◆ What you have to do: Copy out the part of the records that opens with the line containing "One point belongs to each instance of the black" and runs through the end of the records, keeping every line. Scale only the coordinates in the answers by 1.45, rounding each to a whole number with halves going up, and leave all other numbers as they are.

◆ Exercise material:
══════

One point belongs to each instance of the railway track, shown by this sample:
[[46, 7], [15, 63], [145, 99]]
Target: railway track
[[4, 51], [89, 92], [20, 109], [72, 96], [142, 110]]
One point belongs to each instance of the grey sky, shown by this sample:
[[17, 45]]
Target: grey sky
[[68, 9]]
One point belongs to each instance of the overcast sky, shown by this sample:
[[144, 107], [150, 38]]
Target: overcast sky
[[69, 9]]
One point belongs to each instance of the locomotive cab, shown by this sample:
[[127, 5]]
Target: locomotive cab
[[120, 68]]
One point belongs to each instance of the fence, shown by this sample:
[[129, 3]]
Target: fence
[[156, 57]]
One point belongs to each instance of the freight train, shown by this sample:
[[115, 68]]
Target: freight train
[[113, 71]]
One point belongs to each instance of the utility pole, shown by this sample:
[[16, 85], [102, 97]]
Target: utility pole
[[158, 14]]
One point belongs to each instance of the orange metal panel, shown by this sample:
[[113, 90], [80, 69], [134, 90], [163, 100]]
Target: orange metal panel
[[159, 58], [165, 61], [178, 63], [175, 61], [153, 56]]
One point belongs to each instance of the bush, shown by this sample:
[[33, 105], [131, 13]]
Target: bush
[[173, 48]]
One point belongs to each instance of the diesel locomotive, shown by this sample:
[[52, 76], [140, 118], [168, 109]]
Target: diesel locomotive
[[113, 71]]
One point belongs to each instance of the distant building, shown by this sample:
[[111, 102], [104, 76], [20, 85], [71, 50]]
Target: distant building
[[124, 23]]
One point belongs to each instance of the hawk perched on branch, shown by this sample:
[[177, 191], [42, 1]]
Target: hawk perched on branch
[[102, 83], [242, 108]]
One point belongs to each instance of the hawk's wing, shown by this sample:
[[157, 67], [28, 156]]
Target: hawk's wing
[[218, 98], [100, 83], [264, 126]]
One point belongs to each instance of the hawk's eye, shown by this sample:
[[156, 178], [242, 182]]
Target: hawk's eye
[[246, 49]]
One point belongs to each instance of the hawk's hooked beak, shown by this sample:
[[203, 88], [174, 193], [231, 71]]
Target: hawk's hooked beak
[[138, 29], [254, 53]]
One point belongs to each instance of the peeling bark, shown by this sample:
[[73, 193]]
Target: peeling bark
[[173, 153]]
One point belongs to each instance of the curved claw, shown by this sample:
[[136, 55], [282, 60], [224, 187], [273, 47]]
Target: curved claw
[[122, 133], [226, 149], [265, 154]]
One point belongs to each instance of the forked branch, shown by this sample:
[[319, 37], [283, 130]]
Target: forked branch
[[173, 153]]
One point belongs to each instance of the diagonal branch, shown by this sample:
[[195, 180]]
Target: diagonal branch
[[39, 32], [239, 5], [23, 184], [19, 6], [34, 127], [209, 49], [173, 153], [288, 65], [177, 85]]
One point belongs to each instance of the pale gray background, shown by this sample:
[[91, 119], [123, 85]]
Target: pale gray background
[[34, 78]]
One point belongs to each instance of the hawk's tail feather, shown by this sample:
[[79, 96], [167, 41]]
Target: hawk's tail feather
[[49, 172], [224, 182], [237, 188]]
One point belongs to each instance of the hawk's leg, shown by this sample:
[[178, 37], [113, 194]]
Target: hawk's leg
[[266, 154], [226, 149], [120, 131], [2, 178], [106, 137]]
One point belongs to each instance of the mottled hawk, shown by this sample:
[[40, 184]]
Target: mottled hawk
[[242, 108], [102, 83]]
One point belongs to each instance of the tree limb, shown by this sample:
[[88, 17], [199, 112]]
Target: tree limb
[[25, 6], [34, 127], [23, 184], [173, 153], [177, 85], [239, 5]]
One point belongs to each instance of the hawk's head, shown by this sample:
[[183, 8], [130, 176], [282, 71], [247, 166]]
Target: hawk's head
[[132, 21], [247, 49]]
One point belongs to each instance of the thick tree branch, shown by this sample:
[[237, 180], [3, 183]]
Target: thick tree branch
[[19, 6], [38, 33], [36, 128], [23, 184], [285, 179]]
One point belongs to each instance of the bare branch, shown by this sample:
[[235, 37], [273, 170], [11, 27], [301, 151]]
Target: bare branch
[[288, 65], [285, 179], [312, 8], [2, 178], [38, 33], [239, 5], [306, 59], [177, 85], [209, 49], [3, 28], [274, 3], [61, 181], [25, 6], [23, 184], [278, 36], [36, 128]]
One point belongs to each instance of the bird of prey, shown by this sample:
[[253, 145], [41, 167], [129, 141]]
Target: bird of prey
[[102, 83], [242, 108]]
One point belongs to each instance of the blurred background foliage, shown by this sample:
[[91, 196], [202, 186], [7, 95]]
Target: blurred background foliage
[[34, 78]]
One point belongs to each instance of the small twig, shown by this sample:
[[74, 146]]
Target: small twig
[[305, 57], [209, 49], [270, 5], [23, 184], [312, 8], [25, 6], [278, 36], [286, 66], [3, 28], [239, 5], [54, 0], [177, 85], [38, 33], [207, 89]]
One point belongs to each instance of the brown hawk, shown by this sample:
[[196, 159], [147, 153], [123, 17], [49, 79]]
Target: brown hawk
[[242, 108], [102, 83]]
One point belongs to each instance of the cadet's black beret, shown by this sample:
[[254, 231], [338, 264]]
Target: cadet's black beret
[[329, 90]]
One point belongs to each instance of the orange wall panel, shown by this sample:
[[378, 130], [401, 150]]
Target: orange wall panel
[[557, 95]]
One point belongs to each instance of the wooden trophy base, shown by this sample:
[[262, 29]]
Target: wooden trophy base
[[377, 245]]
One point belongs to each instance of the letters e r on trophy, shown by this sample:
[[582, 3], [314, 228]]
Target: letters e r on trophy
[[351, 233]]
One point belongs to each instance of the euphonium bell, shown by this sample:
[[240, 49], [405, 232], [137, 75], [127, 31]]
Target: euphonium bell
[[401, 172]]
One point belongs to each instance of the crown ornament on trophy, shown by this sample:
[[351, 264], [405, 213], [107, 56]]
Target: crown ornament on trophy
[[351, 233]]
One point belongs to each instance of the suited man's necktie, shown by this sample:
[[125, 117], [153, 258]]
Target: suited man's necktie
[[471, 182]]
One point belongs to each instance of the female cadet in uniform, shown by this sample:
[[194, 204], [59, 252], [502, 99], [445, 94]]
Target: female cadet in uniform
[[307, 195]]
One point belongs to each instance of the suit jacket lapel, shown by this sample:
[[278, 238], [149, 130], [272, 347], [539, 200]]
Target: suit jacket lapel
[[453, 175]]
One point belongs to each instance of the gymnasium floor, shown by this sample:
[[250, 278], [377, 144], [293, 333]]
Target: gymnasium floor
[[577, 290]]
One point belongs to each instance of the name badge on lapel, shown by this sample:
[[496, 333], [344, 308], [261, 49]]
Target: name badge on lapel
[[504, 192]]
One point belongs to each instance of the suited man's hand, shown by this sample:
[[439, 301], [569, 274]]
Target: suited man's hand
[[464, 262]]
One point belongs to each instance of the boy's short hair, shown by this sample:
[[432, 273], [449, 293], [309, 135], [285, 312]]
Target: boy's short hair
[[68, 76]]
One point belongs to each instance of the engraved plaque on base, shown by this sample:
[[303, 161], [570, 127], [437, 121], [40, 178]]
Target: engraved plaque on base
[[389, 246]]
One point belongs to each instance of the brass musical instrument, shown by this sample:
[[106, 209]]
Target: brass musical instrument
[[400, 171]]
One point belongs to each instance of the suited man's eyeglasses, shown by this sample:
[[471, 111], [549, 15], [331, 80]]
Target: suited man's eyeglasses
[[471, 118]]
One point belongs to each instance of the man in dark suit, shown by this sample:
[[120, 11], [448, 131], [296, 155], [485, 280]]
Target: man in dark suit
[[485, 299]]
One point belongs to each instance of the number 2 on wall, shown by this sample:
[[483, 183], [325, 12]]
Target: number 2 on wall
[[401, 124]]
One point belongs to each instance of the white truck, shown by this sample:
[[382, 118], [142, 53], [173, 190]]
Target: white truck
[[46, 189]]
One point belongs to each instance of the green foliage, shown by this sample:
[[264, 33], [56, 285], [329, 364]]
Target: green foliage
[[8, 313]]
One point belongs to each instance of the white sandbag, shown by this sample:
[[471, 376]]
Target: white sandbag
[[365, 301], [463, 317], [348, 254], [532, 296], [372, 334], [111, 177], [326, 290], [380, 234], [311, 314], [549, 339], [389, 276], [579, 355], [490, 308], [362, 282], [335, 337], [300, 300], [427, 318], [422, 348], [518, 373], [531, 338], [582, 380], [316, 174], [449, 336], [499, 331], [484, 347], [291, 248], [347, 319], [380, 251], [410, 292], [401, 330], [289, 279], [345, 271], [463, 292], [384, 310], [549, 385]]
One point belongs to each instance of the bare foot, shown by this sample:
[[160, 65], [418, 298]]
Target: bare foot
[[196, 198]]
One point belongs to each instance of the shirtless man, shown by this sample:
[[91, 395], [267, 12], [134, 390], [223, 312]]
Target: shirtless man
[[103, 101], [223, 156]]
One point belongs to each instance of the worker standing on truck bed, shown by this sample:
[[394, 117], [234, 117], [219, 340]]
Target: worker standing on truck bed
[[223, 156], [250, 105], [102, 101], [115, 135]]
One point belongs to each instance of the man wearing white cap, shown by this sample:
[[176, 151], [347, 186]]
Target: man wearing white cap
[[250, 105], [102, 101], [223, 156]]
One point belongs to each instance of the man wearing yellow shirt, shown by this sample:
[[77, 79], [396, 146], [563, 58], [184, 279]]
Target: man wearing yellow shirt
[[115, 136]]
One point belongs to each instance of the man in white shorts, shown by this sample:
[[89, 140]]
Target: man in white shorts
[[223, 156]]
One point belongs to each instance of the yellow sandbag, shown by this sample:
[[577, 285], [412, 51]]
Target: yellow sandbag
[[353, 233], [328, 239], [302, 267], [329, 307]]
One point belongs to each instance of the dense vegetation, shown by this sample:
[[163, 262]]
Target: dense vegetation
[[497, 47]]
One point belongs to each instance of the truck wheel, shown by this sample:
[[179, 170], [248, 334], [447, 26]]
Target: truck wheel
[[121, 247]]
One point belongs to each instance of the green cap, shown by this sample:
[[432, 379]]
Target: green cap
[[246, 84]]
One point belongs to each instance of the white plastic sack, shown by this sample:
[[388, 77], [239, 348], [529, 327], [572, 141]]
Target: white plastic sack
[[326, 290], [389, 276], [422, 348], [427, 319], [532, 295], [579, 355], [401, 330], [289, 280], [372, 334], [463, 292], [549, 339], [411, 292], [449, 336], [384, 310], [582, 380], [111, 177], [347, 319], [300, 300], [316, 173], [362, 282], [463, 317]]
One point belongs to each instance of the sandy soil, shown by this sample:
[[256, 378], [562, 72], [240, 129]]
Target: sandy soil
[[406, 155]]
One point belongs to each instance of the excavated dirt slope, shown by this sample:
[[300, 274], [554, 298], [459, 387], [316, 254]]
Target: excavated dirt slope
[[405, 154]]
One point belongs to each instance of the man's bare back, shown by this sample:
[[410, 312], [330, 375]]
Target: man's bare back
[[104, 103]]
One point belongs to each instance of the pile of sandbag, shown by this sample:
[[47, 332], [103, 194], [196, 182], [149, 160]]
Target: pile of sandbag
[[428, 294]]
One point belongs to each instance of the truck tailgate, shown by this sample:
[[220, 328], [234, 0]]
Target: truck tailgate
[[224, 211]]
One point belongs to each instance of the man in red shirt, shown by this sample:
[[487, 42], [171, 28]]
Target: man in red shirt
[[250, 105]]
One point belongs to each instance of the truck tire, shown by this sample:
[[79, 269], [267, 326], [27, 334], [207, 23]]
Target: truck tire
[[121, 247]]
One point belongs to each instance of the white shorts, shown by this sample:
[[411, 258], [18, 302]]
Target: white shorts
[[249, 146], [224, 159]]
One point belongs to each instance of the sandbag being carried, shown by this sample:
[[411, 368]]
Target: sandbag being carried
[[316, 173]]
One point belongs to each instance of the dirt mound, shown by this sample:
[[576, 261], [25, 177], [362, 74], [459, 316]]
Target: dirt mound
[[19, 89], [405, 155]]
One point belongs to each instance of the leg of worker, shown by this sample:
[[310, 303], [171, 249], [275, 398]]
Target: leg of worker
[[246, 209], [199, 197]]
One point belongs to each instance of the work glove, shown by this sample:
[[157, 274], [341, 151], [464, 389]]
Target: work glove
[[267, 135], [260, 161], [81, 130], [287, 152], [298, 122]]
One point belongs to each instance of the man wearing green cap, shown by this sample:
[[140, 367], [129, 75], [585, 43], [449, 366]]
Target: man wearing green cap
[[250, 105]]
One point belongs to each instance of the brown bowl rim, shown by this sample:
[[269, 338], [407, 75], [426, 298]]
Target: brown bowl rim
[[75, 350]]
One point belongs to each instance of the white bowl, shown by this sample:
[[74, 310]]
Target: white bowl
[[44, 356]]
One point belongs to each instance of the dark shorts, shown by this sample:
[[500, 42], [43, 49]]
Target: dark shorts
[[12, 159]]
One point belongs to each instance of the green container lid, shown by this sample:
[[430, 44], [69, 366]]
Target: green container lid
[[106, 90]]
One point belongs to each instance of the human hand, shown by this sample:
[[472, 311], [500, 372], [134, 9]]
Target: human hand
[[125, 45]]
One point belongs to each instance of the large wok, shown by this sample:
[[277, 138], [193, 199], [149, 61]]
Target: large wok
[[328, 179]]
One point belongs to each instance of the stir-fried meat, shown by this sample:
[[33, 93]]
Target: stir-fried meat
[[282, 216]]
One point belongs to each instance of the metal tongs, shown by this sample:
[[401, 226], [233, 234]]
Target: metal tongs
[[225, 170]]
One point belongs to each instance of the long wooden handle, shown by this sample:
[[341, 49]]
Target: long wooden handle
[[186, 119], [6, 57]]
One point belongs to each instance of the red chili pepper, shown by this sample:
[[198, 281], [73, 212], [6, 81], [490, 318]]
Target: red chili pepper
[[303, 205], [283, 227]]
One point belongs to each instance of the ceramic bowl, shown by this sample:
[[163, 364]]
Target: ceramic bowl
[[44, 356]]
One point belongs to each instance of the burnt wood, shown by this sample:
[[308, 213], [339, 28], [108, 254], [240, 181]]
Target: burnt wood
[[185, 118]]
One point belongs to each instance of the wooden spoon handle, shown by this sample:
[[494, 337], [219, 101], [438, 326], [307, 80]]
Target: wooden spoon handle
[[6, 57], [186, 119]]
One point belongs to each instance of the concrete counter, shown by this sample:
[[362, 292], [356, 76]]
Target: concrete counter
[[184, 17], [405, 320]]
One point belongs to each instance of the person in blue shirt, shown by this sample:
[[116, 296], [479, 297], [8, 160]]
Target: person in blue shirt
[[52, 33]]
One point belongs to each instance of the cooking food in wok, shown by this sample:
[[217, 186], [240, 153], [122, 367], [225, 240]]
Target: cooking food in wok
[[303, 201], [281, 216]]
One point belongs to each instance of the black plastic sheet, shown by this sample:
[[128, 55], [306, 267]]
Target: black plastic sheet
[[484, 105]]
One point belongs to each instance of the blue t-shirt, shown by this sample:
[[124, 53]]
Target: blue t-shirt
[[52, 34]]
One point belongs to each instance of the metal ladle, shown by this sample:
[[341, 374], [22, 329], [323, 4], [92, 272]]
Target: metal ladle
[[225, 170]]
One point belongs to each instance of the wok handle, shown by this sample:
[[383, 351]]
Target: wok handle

══════

◆ Written response:
One point belongs to each instance of the black plastic sheet, shown by this sample:
[[128, 55], [306, 267]]
Target: black plastic sheet
[[702, 152]]
One point belongs to each instance of the blue t-shirt, shown by this sample:
[[124, 53]]
Target: blue t-shirt
[[75, 49]]
One point belongs to each instance of the metal ladle, shown by this sample:
[[341, 374], [22, 329], [323, 4], [92, 272]]
Target: metal ladle
[[326, 247]]
One point belongs to each instance of the wok handle, shown by this sample:
[[383, 351]]
Target: wok handle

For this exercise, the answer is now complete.